Data

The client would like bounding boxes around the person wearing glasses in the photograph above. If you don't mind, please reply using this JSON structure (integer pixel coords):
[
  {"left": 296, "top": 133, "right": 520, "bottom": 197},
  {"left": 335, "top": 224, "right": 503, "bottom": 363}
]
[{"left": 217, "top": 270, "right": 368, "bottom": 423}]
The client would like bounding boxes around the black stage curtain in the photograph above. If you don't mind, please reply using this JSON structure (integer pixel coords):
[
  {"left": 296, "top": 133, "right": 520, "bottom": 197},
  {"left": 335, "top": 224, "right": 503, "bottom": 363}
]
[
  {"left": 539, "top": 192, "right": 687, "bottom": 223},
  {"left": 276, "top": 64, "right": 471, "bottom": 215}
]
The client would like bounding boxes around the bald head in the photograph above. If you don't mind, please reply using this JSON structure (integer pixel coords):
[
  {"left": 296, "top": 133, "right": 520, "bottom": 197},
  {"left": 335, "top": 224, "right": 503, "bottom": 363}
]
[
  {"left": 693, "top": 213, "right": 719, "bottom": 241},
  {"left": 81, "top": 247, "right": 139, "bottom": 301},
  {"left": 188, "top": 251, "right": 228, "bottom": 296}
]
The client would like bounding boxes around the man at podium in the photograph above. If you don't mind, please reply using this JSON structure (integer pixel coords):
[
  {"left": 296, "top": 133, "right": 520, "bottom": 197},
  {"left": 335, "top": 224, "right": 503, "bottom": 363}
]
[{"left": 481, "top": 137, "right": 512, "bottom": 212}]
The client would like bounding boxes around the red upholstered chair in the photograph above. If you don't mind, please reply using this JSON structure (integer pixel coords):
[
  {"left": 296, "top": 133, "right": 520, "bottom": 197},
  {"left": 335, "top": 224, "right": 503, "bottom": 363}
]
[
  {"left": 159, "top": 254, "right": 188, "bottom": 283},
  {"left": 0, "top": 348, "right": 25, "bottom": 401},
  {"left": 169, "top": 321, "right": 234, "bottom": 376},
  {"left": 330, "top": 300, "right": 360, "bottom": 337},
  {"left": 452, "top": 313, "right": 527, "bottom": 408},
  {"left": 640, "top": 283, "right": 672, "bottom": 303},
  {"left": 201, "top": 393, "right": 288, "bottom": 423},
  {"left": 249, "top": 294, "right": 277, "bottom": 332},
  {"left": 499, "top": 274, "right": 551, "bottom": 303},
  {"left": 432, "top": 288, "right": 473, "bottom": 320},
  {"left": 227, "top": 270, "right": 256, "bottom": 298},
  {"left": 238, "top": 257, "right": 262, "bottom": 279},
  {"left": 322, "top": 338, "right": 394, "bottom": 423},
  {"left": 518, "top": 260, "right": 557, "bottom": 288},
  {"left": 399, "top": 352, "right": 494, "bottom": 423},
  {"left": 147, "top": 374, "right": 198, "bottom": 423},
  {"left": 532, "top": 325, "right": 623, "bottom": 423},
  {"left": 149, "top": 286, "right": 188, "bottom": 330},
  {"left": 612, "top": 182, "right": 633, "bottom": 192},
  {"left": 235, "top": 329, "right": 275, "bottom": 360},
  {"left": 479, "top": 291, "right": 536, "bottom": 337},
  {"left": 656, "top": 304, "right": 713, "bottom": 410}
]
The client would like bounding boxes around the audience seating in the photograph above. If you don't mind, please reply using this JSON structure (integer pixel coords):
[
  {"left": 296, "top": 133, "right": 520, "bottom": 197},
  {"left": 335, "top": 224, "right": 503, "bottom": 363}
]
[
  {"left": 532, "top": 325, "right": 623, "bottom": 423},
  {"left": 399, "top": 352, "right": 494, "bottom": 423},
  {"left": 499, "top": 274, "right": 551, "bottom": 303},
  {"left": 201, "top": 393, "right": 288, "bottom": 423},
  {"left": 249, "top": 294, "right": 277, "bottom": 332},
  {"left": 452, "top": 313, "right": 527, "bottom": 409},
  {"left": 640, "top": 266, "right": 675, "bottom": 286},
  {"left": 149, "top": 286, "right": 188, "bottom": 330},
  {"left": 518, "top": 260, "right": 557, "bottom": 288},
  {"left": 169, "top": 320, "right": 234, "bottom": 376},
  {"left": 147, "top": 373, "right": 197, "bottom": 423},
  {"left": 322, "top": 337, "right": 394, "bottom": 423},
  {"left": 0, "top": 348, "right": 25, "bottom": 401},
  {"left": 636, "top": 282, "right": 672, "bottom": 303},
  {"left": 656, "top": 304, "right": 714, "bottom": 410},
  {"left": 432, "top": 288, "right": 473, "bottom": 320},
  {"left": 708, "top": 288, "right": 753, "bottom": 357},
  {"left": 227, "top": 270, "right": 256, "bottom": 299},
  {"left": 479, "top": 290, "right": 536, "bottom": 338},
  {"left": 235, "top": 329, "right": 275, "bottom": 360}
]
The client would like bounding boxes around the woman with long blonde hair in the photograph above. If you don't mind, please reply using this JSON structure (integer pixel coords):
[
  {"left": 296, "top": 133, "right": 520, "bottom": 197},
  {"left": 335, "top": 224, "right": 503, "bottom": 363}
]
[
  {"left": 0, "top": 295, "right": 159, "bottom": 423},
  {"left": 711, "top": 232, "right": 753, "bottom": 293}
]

Exercise brief
Starting from the line with "The client would like bounding boxes around the woman" and ending with the final line of the data, quote every line exactly, both ends included.

Finished exercise
The client would like bounding boxes around the woman with long blonde hair in the photograph above. If you don't mind, please reply using this JSON structure (integer pixel coords):
[
  {"left": 296, "top": 133, "right": 520, "bottom": 197},
  {"left": 335, "top": 224, "right": 503, "bottom": 363}
]
[
  {"left": 0, "top": 295, "right": 159, "bottom": 423},
  {"left": 711, "top": 232, "right": 753, "bottom": 293}
]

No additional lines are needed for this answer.